» THE TASK: Write down exactly the lines from the one with "Locate the black dress" to the end of the data, first and last included, and no others.

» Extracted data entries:
>>
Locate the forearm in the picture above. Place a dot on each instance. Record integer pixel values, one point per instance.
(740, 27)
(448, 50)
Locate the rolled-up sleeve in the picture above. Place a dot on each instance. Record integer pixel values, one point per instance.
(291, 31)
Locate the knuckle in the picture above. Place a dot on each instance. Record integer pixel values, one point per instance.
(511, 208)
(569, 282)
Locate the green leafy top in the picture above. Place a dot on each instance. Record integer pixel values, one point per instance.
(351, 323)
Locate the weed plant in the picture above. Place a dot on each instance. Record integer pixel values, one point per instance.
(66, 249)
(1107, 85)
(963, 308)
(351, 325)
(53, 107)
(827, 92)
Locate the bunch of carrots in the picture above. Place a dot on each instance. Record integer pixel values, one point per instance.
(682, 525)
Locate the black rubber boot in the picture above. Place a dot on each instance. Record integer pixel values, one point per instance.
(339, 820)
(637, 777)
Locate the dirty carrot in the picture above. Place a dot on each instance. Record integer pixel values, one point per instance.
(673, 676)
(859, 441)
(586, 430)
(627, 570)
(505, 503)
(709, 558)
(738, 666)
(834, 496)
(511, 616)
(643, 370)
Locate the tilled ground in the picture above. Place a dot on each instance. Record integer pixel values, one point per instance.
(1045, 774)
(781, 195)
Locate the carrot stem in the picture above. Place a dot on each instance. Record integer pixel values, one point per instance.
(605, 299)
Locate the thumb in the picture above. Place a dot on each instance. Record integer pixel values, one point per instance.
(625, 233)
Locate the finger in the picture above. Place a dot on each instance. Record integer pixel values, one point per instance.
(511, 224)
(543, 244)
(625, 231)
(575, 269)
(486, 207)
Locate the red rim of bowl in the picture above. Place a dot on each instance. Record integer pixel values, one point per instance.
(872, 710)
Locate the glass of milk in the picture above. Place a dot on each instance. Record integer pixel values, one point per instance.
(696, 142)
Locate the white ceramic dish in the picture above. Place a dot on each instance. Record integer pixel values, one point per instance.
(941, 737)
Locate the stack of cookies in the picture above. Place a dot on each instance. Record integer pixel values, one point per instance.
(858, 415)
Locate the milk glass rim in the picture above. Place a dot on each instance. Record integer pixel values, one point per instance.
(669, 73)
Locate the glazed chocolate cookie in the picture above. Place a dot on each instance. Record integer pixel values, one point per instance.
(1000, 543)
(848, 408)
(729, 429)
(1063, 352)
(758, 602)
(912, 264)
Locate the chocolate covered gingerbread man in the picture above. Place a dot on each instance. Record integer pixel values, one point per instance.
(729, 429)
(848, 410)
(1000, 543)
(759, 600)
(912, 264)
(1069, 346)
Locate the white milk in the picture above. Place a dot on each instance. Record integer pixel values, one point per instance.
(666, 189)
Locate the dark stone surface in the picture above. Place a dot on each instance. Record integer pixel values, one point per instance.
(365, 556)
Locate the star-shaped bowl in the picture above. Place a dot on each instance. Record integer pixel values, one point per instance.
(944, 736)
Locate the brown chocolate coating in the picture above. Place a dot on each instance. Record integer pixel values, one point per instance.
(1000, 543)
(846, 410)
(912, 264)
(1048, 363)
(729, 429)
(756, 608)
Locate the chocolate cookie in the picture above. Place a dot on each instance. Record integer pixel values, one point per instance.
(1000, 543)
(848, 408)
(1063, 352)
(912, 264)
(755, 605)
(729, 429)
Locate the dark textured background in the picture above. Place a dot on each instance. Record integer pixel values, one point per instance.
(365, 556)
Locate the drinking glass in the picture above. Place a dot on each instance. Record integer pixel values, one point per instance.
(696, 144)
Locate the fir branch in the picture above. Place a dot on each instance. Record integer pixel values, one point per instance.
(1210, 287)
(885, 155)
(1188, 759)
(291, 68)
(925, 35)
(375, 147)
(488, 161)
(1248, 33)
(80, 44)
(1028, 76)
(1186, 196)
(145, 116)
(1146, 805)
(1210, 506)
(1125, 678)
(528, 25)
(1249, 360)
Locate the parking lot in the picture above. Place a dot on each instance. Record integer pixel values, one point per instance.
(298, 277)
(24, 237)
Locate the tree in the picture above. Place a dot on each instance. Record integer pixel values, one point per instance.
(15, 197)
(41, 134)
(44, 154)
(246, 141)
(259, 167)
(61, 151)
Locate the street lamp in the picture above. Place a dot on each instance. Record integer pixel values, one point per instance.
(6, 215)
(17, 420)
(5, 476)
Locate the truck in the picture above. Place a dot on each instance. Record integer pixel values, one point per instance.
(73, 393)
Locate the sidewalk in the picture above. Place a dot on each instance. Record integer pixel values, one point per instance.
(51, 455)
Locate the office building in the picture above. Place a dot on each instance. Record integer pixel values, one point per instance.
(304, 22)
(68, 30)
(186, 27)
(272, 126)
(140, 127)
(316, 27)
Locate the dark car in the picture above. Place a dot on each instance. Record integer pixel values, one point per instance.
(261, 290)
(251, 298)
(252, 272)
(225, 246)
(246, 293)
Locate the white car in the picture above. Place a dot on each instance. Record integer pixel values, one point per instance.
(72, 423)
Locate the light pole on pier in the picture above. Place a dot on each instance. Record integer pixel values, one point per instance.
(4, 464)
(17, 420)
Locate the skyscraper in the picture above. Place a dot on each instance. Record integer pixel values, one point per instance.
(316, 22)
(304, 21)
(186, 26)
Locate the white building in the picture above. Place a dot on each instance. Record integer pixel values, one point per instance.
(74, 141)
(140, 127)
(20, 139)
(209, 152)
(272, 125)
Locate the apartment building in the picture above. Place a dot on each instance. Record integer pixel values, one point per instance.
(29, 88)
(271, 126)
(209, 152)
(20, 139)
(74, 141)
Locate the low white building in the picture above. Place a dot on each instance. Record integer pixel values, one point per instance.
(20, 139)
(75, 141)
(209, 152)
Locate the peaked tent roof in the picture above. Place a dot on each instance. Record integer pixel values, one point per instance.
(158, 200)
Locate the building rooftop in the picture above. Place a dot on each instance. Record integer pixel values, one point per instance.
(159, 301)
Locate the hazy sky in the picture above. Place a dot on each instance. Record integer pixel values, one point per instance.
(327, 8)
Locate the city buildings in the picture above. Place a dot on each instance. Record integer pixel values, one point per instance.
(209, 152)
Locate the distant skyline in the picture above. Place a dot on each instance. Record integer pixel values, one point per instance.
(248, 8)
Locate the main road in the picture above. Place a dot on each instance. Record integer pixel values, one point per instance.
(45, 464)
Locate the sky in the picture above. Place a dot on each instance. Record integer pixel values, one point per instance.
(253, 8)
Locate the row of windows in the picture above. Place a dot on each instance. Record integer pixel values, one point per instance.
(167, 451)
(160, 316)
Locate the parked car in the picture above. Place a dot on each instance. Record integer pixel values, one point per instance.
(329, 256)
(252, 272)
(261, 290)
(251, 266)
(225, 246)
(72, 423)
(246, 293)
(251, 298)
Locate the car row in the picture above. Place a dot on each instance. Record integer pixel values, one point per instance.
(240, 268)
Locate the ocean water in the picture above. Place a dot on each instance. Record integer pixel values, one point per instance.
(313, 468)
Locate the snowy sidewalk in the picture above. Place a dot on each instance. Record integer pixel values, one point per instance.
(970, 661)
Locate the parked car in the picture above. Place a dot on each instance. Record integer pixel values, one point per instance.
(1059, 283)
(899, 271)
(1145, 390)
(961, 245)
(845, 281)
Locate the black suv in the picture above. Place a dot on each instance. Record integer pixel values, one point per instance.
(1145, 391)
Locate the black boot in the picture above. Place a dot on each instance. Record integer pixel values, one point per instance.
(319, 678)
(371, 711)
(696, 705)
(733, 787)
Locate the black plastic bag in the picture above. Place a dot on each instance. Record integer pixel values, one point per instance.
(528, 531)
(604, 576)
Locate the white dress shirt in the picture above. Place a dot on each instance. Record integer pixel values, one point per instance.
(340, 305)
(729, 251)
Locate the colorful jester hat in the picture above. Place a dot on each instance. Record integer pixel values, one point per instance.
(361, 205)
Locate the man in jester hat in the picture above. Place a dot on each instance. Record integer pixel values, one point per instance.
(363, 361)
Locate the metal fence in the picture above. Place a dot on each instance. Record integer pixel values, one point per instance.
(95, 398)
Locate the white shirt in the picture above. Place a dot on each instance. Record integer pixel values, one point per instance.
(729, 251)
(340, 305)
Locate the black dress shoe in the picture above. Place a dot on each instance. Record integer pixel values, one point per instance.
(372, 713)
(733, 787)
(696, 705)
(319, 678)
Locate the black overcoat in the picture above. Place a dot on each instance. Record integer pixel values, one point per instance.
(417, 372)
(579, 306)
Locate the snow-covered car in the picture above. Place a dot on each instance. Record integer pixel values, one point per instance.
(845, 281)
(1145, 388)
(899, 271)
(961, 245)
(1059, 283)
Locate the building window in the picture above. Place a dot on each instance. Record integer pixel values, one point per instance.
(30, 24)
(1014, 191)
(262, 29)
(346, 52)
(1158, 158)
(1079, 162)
<<
» ANSWER SECTION:
Locate the black dress shoe in the picture above. Place a dot on each instance. Record integer pixel values, one point per instance.
(372, 713)
(733, 787)
(696, 705)
(319, 678)
Locate the black overcoat in the picture above. Place a dot on each instance. Record integer pixel values, one point per instance.
(417, 372)
(579, 306)
Locate the snow-covered car in the picture above. Place a dot on each instance. Record integer pixel values, one point per instance.
(845, 281)
(1145, 388)
(899, 271)
(961, 245)
(1059, 283)
Locate the building window in the picture above. Place a dot on each instance. Record integer pixel values, one point per instance.
(30, 24)
(1014, 191)
(262, 29)
(346, 52)
(1158, 158)
(1079, 162)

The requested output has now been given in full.